Text to read >>
__________________________________________________
The son of a Democratic United States senator from Virginia, Pat Robertson turned from a career in the law to one in religion and made himself one of the most influential and enigmatic leaders of the so-called Christian Right during the Reagan era of the 1980s and beyond. As president of the Christian Coalition, which he founded, from 1989 to 1997, Robertson helped galvanize millions of evangelical Christians toward greater participation in the political process, and has himself considered running for the White House.

Raised in the Southern Baptist tradition, Robertson graduated magna cum laude from Washington and Lee University in 1950. After serving as a Marine Corps officer during the Korean conflict he returned to his education, receiving a J.D. from Yale Law School in 1955. Failures in an early business venture, and his attempts to pass the New York bar exam helped steer him back toward his religious roots. He attended a theological seminary, graduating with a B.Div., and worked for a time with the mostly black inner-city poor in Brooklyn before returning to Virginia where he was ordained a Southern Baptist minister in 1960.

Robertson demonstrated the intensely entrepreneurial side of his character in 1961 when he started operating WYAH, a television station in Virginia that became the first in the nation devoted to primarily religious programming. From this single station Robertson launched what would become a veritable communications empire: the Christian Broadcasting Network (CBN), offshoots of which grew to include a relief agency, cable television holdings, the American Center for Law and Justice, which specializes in First Amendment cases, and Regent University, which came to call itself "America's premier Christian graduate school."

The flagship program of his network was The 700 Club, which Robertson hosted from 1966. His success both behind and before the camera led many conservative Christians to promote Robertson's involvement in U.S. politics. Though he at first thought political organizing was inconsistent with his clerical calling, he had a change of heart by the 1980s, when he began to organize mobilization efforts such as a 1980 "Washington for Jesus" rally and his own Freedom Council (1981-86). In 1984 he changed his party affiliation to Republican. When presented in 1987 with what was purported to be a petition of some 3.3 million names urging him to run for office, he resigned his church offices and launched a campaign for the 1988 Republican presidential nomination. Despite early successes in some primaries, Robertson's candidacy had been decisively rejected by "Super Tuesday" in March of that year, even by many members of conservative Christian churches.

Undaunted by his electoral failure Robertson returned to the idea of grassroots organizing. In 1989 he founded and became the first president of the Christian Coalition, an organization whose mission was to represent evangelical opinion to government bodies, protest anti-Christian bias in public life, train leaders, and develop policies—all while being careful not to lose its tax-exempt status by supporting partisan candidates. The Christian Coalition proved very successful in enunciating the social agenda of the religious right in the United States. With a national membership well in excess of a million, the group raised the political profile of a hitherto-marginalized section of the population. Mirroring the Republican Party's "Contract with America," the Coalition advanced its "Contract with the American Family," which was trumpeted as "A Bold Plan to Strengthen the Family and Restore Common-Sense Values." Many attributed the G.O.P's triumphs in 1996 Congressional races to the efforts of Robertson and his branch of the religious right.
__________________________________________________
Goals >>
a - According to the passage about Pat Robertson, in what year was he ordained a Southern Baptist minister?
b - Copy word for word the part of the passage about Pat Robertson that begins with the words "The son of a" and ends with "the White House.".
c - List every offshoot of the Christian Broadcasting Network that the passage about Pat Robertson names.
The lines that come next are not needed for any of this work.

Some lines
__________________________________________________
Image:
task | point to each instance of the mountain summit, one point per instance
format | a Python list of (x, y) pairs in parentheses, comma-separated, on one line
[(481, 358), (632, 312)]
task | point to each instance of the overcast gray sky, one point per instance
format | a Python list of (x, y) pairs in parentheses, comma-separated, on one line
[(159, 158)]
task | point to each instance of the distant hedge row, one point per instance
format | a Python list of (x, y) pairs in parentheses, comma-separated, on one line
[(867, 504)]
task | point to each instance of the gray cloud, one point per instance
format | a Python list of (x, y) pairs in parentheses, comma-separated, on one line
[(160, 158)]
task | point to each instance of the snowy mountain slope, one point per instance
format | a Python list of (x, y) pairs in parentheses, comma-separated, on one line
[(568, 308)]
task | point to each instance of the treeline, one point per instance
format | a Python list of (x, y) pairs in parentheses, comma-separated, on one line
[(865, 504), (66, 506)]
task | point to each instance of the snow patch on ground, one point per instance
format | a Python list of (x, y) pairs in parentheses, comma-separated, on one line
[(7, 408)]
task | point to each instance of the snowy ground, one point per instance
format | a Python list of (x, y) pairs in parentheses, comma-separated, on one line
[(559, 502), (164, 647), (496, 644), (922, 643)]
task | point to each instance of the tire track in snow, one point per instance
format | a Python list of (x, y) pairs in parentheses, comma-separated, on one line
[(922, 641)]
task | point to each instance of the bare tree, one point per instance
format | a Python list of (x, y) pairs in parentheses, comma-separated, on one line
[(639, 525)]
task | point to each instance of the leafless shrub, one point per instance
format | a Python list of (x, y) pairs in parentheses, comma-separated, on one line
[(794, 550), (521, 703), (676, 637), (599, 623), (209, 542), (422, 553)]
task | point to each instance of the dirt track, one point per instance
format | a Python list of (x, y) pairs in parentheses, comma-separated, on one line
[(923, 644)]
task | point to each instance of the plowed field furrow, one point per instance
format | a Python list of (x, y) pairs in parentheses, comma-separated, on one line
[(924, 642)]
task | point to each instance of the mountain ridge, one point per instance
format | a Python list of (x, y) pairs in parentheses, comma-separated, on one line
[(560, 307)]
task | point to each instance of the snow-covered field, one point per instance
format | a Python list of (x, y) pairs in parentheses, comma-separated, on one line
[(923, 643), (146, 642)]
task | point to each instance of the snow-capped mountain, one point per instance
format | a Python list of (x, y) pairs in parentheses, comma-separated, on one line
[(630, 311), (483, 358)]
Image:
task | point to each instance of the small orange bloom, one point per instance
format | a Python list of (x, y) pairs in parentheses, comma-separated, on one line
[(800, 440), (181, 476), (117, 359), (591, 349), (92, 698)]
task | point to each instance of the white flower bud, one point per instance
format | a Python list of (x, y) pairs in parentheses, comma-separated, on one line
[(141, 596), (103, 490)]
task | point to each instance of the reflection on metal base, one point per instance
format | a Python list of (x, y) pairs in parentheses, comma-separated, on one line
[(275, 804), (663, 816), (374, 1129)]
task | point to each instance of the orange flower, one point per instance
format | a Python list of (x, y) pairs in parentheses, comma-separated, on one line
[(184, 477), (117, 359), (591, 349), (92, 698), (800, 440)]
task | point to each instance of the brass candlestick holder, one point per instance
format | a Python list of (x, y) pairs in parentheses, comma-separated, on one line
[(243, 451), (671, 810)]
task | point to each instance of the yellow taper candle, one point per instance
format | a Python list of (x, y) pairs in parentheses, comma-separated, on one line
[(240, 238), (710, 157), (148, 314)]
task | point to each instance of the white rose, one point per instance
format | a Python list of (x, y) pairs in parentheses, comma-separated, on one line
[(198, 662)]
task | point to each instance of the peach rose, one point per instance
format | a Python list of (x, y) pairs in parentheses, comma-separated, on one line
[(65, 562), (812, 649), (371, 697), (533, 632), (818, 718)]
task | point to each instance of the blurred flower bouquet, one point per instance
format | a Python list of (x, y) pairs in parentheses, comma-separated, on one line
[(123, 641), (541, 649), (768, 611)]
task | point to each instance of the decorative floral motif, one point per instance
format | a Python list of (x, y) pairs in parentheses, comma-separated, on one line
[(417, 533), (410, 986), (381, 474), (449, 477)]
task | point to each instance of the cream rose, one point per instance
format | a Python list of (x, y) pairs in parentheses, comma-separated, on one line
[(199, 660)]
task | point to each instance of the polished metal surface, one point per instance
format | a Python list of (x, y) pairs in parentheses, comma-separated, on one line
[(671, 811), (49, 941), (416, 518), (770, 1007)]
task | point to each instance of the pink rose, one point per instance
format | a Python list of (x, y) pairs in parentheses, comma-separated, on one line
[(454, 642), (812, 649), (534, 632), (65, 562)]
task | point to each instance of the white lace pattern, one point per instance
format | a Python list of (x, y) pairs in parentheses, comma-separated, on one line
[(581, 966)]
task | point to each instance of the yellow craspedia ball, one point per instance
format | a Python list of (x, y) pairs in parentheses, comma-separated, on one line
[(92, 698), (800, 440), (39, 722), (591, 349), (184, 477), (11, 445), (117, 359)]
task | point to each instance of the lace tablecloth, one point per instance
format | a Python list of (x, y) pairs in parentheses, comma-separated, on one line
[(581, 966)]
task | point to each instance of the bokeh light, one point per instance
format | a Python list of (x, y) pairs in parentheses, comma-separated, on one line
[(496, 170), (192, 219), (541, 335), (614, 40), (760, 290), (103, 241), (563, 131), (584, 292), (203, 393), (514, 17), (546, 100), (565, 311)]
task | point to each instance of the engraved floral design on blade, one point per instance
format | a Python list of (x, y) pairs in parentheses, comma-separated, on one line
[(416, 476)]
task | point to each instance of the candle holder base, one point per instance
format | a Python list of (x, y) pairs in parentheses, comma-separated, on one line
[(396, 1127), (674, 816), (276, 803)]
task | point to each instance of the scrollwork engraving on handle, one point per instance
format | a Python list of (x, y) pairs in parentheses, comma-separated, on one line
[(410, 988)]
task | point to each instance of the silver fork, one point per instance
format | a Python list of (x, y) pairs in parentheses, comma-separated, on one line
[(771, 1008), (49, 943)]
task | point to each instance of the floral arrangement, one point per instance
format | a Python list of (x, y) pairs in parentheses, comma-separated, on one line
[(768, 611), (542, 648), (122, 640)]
__________________________________________________
Outputs for the tasks >>
a - 1960

b -
The son of a Democratic United States senator from Virginia, Pat Robertson turned from a career in the law to one in religion and made himself one of the most influential and enigmatic leaders of the so-called Christian Right during the Reagan era of the 1980s and beyond. As president of the Christian Coalition, which he founded, from 1989 to 1997, Robertson helped galvanize millions of evangelical Christians toward greater participation in the political process, and has himself considered running for the White House.

c -
- A relief agency
- Cable television holdings
- The American Center for Law and Justice
- Regent University